> **Reading text**:
- Born: 2 October 1965 Sathyamangalam, Erode, Tamil Nadu, India
- Died: 19 February 2023 (aged 57) Chennai, Tamil Nadu, India
- Occupations: Actor; comedian; TV host;
- Years active: 1984–2023
- Spouse: Shantha
- Children: 2, including Yuvan
- Relatives: K. Pitchandi (co-father-in-law)

= Mayilsamy =

Indian actor and comedian (1965–2023)

Mayilsamy (2 October 1965 – 19 February 2023) was an Indian actor and comedian who primarily played supporting roles. Appearing in many Tamil films, he was also a regular guest judge for Asathapovathu Yaaru on Sun TV in Chennai. He was well known for his comedy tracks in movies collaborating with veteran comedians Vivek and Vadivelu. He featured in excess of 200 films in a career spanning nearly four decades.

He was renowned for his mimicry skills and soon became a household name in Tamil Nadu through the television hit show Comedy Time. He was also actively involved in debates and was highly regarded for his speech skills, and won the Tamil Nadu State Film Award for Best Comedian for his performance in Kangalal Kaidhu Sei.

==Career==
Mayilsamy was involved in various stage performances and in theatres from his early childhood days. He performed and travelled across Tamil Nadu with a local famous comedy troupe.

He began his film career in the 1980s. His acting debut was in Dhavani Kanavugal (1984), which he shared billing with K. Bhagyaraj. He played minor roles in several films in his early career, including Apoorva Sagodharargal (1989) and Michael Madhana Kama Rajan (1990), in which he collaborated with veteran actor Kamal Haasan. He rose to prominence for his performance in Dhool (2003) with Vivek.

> **Excerpted data**:
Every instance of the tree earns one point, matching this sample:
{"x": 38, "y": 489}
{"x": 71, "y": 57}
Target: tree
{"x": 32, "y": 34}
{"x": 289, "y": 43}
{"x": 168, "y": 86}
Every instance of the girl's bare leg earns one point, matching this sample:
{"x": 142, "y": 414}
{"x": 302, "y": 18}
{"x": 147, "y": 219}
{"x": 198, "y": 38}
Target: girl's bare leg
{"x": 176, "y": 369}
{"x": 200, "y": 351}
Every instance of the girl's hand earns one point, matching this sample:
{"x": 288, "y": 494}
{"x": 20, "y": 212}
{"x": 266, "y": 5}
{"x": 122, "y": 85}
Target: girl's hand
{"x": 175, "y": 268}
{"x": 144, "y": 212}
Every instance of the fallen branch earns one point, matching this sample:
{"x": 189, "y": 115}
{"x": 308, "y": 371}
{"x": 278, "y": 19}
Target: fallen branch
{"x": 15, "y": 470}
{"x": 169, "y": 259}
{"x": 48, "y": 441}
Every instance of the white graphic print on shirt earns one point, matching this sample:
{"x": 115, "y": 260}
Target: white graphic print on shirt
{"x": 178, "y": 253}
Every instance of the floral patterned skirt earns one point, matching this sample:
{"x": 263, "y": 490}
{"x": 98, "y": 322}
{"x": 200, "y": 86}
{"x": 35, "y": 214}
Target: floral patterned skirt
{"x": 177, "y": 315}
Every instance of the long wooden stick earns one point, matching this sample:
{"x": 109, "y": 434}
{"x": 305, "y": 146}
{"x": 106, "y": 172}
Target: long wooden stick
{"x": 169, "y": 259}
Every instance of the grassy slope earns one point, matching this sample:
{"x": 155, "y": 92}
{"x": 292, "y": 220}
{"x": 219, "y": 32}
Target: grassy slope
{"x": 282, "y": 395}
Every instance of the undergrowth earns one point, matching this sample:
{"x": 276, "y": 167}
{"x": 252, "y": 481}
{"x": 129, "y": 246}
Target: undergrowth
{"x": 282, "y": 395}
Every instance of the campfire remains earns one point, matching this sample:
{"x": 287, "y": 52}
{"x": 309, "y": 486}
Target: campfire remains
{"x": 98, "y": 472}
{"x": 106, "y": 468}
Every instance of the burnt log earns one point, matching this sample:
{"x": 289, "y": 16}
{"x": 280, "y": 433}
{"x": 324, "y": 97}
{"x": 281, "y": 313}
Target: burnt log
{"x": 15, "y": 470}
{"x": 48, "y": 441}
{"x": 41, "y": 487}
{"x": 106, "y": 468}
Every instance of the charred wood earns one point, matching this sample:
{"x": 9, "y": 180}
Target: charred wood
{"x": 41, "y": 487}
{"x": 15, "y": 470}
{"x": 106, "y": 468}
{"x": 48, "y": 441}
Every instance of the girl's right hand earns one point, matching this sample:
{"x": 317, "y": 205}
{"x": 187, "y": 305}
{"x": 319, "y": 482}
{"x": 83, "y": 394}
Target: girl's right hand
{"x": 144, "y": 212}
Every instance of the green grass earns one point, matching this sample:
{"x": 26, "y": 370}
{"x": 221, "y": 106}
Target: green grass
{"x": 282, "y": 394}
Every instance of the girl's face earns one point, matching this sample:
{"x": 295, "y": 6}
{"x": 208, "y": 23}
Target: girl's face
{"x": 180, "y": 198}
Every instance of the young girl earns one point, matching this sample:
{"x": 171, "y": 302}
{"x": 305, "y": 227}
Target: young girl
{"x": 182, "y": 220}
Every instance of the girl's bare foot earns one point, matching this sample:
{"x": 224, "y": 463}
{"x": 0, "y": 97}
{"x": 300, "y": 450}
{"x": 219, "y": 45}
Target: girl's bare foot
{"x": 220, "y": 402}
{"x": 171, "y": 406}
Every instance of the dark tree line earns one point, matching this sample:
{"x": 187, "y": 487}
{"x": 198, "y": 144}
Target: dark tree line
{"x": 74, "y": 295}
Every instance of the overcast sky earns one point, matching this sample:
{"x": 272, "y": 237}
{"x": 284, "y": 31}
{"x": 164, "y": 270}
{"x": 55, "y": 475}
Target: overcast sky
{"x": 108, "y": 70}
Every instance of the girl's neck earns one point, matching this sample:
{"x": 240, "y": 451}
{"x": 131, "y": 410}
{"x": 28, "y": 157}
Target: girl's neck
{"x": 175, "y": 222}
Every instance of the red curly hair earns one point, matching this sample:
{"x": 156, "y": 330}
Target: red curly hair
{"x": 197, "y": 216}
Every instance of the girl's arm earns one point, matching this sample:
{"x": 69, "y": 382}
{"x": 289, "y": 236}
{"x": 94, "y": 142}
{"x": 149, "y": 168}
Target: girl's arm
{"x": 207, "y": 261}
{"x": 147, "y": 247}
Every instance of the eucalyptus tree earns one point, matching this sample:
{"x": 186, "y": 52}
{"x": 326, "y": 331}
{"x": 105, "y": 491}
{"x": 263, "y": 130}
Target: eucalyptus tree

> **Aim of the task**: Keep writing the article on the Tamil actor Mayilsamy, starting right after its last sentence.

> **Result of the exercise**:
Mayilsamy also had a series of standup comedy releases, including Sirippo Sirippu. He made his debut on Tamil television as the host and judge of the popular comedy show Asathapovathu Yaaru, which aired on Sun TV from 2002 to 2004 and attained a very high place among the comedy reality shows. Mayilsamy mainly appeared as a host and occasionally as a guest judge.

==Personal life==
In October 2009, Mayilsamy announced that his son Arumainayagam was ready to act in films, and gave him the stage name of Anbu. Later his other son Yuvan also started acting in TV shows.

==Death==
Mayilsamy died from a cardiac arrest in Chennai, in the early morning on 19 February 2023, at the age of 57.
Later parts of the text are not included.